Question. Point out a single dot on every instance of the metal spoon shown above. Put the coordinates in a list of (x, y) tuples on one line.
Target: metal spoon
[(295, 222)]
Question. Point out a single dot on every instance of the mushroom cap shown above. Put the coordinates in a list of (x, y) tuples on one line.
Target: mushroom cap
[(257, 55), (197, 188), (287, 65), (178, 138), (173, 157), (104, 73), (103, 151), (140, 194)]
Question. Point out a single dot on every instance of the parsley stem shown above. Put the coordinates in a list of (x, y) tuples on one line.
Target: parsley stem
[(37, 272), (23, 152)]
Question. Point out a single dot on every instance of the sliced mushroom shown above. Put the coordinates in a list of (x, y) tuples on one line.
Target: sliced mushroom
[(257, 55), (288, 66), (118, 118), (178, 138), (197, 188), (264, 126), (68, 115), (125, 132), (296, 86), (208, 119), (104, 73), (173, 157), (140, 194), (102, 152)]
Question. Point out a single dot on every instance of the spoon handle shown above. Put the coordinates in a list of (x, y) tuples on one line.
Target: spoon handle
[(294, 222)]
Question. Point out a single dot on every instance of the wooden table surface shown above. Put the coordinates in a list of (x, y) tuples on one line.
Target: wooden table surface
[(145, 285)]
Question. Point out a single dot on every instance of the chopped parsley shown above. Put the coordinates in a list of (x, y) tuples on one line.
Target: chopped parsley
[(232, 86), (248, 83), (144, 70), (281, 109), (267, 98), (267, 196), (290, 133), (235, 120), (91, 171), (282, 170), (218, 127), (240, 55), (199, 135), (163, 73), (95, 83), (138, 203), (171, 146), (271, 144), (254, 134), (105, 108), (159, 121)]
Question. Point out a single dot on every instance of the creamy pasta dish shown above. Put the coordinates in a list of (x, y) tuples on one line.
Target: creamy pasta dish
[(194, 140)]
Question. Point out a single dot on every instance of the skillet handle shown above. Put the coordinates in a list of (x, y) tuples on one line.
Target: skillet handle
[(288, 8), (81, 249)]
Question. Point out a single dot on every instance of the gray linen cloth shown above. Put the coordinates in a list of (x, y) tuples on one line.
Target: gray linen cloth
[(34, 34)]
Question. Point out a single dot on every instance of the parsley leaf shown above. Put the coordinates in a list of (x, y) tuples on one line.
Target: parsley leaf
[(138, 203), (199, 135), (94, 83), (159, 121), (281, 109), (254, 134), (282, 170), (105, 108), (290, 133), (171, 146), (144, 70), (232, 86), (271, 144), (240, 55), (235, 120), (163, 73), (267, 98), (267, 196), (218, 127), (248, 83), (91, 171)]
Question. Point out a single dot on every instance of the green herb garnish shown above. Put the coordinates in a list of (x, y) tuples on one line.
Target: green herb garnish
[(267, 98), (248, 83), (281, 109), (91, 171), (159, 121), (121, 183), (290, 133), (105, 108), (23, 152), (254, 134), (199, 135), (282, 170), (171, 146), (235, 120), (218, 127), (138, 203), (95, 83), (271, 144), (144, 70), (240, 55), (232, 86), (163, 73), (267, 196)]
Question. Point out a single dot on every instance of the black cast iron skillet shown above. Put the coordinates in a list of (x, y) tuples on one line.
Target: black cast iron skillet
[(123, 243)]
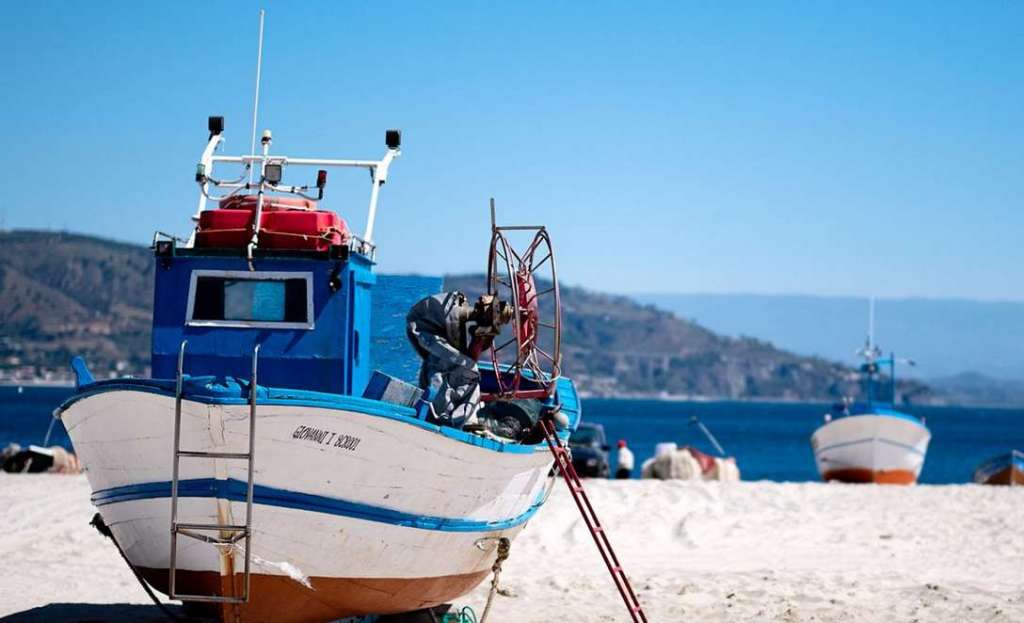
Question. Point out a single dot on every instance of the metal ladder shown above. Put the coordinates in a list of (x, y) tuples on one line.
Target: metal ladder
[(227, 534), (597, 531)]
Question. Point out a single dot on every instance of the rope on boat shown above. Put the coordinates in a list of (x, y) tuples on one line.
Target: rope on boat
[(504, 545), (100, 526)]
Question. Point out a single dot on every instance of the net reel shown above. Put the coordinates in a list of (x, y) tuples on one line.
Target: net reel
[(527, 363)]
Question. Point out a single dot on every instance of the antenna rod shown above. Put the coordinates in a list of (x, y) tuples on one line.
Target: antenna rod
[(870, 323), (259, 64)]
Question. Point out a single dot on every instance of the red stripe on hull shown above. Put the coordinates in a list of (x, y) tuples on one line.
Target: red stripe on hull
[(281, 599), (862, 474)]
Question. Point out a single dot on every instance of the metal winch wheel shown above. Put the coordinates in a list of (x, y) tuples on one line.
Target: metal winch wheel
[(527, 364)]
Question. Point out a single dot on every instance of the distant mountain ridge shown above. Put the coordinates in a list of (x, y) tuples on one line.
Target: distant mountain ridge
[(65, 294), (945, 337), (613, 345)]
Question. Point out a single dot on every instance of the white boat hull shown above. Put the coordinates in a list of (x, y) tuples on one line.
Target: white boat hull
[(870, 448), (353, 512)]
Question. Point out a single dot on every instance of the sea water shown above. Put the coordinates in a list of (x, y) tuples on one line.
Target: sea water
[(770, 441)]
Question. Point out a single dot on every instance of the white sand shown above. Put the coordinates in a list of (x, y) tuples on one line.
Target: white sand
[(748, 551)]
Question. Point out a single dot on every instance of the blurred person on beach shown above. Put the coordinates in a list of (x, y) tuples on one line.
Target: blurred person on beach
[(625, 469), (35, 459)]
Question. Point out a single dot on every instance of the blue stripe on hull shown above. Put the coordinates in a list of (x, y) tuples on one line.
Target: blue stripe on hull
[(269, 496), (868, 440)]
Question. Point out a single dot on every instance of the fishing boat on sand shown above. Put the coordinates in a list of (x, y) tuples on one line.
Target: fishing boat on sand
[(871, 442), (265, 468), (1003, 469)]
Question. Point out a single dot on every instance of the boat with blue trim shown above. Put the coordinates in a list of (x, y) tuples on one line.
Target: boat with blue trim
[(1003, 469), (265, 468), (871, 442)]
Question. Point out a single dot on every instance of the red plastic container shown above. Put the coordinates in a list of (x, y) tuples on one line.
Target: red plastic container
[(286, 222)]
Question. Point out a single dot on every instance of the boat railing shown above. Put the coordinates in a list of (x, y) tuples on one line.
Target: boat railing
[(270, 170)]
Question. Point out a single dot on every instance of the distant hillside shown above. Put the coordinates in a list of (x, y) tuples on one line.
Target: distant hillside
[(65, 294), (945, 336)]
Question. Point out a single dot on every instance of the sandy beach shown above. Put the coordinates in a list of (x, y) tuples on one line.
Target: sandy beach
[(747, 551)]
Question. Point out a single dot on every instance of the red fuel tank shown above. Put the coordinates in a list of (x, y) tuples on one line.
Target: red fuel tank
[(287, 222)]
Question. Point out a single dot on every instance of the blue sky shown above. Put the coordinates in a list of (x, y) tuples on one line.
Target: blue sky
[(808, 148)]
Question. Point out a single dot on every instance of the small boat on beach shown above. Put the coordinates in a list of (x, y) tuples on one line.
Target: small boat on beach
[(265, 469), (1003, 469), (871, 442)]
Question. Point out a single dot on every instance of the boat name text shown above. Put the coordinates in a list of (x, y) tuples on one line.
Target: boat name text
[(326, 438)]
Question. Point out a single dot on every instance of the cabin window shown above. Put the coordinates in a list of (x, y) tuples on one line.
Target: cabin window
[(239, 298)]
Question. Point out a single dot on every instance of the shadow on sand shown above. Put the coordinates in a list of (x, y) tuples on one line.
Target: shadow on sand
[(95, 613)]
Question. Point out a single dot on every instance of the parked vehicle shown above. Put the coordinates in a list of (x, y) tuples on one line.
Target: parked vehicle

::::::::

• Exercise directions: Reproduce word for word the entries between the line containing "of the sandy" and the line containing "[(239, 298)]", inclusive.

• The solution:
Question. Point out a single dot on every instance of the sandy beach shown above. Put the coordinates in a list of (x, y) tuples on one line.
Target: sandy beach
[(747, 551)]
Question. Point out a single dot on every instance of the red fuel tank shown above. Put the coordinates in a list of (x, y) tuples on one line.
Target: red fuel tank
[(287, 222)]
Question. Point out a single dot on every instance of the blue sky shown above. Put the coordinates in a list of (x, y) tuples on one line.
Target: blue sky
[(808, 148)]
Question. Point out a single dot on every instance of the small boat on beach shown above. Put the coordinates in a list of (x, y) tuples on one line.
Target: small boat on beach
[(265, 469), (1003, 469), (871, 442)]
Question. Point out a single dot on every instance of the boat name text shown above. Put the coordinates in a list of (x, y) tuples on one line.
Target: boat name text
[(326, 438)]
Question. Point out a single dot on every instance of the cabin window shown above. Put the coordinates in a list of (x, y) tuples on one line.
Target: cabin window
[(239, 298)]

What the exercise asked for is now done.